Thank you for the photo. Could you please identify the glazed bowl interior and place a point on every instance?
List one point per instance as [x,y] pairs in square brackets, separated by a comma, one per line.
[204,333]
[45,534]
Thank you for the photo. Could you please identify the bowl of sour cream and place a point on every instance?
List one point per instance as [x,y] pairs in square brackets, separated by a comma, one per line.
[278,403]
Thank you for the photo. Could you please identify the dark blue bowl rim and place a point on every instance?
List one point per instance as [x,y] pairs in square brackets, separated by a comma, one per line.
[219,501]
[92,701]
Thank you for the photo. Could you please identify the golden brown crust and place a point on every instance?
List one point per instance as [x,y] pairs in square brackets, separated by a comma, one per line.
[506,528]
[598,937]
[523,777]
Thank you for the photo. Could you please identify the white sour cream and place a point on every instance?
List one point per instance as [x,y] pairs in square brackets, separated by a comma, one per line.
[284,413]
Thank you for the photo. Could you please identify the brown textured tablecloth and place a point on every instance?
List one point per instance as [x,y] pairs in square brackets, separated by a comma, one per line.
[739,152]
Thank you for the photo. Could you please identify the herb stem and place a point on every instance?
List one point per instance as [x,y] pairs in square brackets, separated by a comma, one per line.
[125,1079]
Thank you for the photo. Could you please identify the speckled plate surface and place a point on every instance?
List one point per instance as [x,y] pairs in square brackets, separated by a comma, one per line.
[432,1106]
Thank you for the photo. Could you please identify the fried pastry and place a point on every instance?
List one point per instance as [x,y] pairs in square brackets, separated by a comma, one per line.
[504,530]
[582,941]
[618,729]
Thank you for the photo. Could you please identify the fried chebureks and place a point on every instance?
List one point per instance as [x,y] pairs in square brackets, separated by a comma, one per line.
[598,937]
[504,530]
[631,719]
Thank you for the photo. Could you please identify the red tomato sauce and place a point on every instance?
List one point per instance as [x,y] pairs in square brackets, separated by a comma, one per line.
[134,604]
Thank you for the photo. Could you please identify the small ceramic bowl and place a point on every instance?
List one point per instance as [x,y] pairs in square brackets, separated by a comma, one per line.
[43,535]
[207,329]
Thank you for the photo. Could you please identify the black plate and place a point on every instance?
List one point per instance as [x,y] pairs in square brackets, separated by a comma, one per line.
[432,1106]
...
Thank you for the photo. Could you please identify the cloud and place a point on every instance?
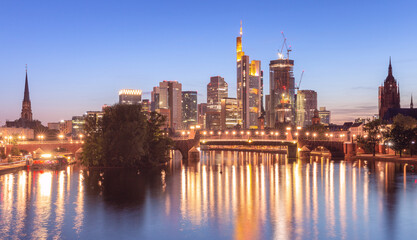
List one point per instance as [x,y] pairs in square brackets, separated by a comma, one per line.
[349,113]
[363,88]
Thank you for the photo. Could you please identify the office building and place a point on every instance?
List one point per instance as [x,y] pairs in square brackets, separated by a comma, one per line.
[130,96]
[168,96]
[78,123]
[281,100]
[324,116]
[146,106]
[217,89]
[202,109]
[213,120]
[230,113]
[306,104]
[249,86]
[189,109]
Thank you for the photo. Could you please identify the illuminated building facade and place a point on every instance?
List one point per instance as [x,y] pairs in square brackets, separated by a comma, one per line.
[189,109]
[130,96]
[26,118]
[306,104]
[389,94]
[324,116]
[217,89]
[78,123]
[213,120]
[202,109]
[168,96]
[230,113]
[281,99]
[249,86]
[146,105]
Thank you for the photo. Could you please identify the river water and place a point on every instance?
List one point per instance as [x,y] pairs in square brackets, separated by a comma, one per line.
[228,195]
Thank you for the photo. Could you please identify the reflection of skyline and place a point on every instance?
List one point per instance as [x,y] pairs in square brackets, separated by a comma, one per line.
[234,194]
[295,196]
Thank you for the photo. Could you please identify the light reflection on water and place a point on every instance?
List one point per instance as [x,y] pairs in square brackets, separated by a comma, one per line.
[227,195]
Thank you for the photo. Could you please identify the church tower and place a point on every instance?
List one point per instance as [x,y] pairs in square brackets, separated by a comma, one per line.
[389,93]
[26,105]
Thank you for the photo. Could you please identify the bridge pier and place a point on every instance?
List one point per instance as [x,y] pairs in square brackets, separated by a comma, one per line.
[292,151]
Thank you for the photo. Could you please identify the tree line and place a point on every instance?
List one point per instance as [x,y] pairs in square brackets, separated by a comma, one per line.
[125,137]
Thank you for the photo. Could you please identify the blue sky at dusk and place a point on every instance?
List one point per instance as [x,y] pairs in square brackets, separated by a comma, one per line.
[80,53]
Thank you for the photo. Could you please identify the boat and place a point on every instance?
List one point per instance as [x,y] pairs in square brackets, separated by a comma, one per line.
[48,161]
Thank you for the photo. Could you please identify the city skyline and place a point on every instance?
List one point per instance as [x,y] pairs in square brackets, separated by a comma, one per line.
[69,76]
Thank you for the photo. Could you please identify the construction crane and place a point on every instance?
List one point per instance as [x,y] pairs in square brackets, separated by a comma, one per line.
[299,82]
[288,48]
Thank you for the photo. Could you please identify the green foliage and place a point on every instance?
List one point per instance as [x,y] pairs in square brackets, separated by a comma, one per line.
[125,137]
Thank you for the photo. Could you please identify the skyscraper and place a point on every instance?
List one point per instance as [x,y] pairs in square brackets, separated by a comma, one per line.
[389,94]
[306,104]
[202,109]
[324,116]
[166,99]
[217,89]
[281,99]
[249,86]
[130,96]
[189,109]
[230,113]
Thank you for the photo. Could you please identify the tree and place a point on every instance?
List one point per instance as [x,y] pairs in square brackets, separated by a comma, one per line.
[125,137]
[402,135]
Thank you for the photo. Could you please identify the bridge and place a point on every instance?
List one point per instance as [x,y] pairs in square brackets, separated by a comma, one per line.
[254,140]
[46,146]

INSTRUCTIONS TO FOLLOW
From both blocks above, pull out every line that contains the word "bowl". Copy each one unchanged, in its original order.

TASK OUTPUT
Thank you for the photo. Could you please identify the glazed bowl interior and place a point on every instance?
Thank you for the photo. Could you please identify the bowl of sour cream and place a point on every instance?
Thank you for the photo. Could you please identify the dark blue bowl rim and place a point on every instance?
Thank you for the photo. Could you please identify the small ceramic bowl and place a point on every instance?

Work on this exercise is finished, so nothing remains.